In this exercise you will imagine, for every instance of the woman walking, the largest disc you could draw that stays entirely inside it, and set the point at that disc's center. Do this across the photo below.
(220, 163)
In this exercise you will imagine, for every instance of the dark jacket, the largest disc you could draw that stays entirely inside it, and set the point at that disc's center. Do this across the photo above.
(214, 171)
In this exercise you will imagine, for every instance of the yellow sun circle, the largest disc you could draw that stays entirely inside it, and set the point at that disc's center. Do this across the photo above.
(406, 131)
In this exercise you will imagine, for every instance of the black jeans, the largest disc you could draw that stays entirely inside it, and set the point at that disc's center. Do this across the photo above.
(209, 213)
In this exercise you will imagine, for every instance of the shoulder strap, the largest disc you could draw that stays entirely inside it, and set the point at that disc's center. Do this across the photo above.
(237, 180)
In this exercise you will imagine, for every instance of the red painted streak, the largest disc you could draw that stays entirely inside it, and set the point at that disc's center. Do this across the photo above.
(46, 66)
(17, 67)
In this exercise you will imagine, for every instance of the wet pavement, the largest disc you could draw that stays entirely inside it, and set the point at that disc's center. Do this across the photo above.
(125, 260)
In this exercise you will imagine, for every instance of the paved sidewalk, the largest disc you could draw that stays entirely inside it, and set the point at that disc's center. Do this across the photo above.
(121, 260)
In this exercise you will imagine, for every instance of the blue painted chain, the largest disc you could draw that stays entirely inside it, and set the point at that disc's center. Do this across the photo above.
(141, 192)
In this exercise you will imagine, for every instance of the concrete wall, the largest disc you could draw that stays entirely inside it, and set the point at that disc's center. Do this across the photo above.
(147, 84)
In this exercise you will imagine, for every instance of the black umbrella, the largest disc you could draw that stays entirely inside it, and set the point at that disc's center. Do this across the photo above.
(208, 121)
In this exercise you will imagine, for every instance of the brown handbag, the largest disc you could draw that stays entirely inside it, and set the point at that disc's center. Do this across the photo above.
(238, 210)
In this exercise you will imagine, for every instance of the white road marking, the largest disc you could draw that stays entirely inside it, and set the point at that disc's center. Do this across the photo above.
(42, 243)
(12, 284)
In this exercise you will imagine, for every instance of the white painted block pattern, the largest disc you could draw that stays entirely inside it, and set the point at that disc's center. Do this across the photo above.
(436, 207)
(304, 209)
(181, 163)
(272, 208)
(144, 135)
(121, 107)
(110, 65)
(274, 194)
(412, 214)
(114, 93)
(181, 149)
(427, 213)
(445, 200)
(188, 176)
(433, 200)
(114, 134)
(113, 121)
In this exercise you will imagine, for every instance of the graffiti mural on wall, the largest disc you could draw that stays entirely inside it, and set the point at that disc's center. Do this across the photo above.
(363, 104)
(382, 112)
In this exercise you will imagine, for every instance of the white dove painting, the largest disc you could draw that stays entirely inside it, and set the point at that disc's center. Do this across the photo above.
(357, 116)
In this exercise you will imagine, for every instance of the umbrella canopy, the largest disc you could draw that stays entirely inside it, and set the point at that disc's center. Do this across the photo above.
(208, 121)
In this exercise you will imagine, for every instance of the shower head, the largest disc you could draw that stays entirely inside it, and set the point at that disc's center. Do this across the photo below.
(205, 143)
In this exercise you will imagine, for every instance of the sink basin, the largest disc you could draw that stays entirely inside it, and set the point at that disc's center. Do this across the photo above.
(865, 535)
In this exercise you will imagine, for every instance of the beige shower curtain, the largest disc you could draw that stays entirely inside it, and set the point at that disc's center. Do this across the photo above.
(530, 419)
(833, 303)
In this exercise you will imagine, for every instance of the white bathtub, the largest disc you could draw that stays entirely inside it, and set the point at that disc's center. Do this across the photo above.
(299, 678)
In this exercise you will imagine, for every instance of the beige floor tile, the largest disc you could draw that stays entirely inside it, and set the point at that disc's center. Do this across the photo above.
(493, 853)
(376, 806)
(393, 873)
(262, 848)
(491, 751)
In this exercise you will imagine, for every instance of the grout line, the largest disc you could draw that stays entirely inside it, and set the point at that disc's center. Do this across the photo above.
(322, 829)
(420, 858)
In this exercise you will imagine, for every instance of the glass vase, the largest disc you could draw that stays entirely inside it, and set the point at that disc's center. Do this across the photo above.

# What is being asked
The whole listing is needed again, word for word.

# Result of this exercise
In this exercise you will imagine, for every instance of the woman walking, the largest disc you could draw that stays entirely inside it, and set the point at that disc's center. Do this across the photo below.
(220, 163)
In this exercise you will imagine, for every instance of the dark jacket, the largest disc you could draw that stays entirely inside it, and set the point at that disc's center. Do this across the photo above.
(214, 171)
In this exercise you will imagine, for every instance of the yellow sun circle, the largest disc you could draw that stays entirely inside it, and set the point at that disc's center. Do this across the photo above.
(406, 131)
In this exercise you will imagine, for every instance of the black jeans, the largest disc you could draw that stays entirely inside it, and set the point at that disc's center. Do this across the photo above.
(209, 213)
In this exercise you will imagine, for every instance of the shoulder strap, the largest disc you could draw that stays entirely inside it, and set the point at that disc's center. Do this across the photo above.
(237, 180)
In this exercise you will imagine, for every instance of the red painted streak, the largest disc you could draw that stays entirely inside it, and set the point at that disc's center. Do this across the photo above.
(46, 66)
(17, 67)
In this exercise you will imagine, for every instance of the wet pavement, the largest disc you could draw that stays entirely inside it, and set the point at that disc's center. Do this across the photo above.
(125, 260)
In this exercise you will imagine, for every instance of the paved sidewalk, the largest disc you could draw that stays entirely inside it, and set the point at that disc's center. Do this across the photo above.
(121, 260)
In this exercise you will imagine, for every instance of the blue painted chain, the largest disc you could draw that stays entirely inside it, and set the point at that disc's center. Do this across the photo above.
(141, 192)
In this exercise you will imagine, for every instance of the concrete wall, the largest disc you could draw that stays entirely inside it, and set the point at that disc's center. Do this across the photo above.
(147, 84)
In this exercise you will imagine, for every instance of the black umbrella, the largest disc you could draw that stays entirely inside it, and set the point at that disc's center. Do this across the photo above.
(208, 121)
In this exercise you will imagine, for every instance of the brown handbag, the largest disc you could draw that stays entirely inside it, and set the point at that disc's center. Do this across the photo above.
(238, 210)
In this exercise you will imagine, for every instance of the white road marking, the largest disc you could draw that stays entirely inside it, and set the point at that disc's center. Do this across the photo above.
(42, 243)
(12, 284)
In this exercise you will imagine, for every instance of the white painted block pattern, the largest disc you could draw that stays entirely inside it, and set the point at that disc's center. Do this across the photo above.
(436, 207)
(304, 209)
(181, 163)
(272, 208)
(144, 135)
(121, 107)
(110, 65)
(274, 194)
(412, 214)
(114, 93)
(181, 149)
(427, 213)
(445, 200)
(188, 176)
(433, 200)
(114, 134)
(113, 121)
In this exercise you will imagine, for every instance of the graffiti mural on wall, the largest disc you could draw that stays entirely inside it, and set the point at that disc's center. Do this across the photo above.
(363, 104)
(382, 112)
In this exercise you will imagine, for every instance of the white dove painting, the largest disc you could draw that stays entirely inside it, and set the point at that disc's center. Do this across the photo above.
(357, 116)
In this exercise you will imagine, for every instance of the umbrella canopy, the largest disc you could draw that stays entirely inside it, and set the point at that disc's center. Do this across the photo above.
(208, 121)
In this exercise you will imagine, for every instance of the shower head, the largest disc you could draw that stays entirely inside it, and set the point at that disc's center. Do this across the photo below.
(205, 143)
In this exercise you will imagine, for every instance of the sink basin, the largest disc you could draw that stays entirely inside it, and set the point at that disc's center. Do this across the photo above.
(865, 535)
In this exercise you will imagine, for every instance of the beige shower curtain, the largest disc you could draw that stays entirely inside it, and set the point at that disc's center. Do this across the photo above.
(530, 419)
(833, 303)
In this exercise you will imagine, for every instance of the white bathtub, the largest disc you could draw that stays entirely inside it, and set the point at that disc's center. Do this across the photo above.
(299, 678)
In this exercise you will imagine, for every instance of the beige floor tile, the largest disc you could draw that stays entirely inside it, and set the point at that disc's center. Do this across the photo above.
(493, 853)
(376, 806)
(393, 873)
(262, 848)
(491, 751)
In this exercise you will imagine, for every instance of the grout line, the largest disc you could draw that stays entirely inside it, and set the point at that disc's center. Do this across the photo above.
(322, 829)
(420, 858)
In this exercise you will imagine, for every instance of the glass vase, the largest disc you could draw that stays entirely inside it, and set the point at that disc's center. Do this across the photo above.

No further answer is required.